Work order:
Go through the entries below and tally the lines containing the string "instance"; report only the tally.

Record set:
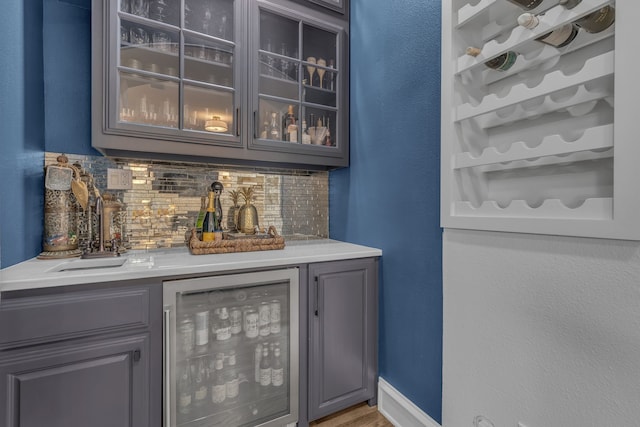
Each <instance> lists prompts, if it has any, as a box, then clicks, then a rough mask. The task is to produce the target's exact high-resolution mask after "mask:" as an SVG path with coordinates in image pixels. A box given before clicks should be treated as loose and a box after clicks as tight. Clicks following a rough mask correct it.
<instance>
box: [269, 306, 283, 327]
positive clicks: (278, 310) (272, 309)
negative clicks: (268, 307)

Result:
2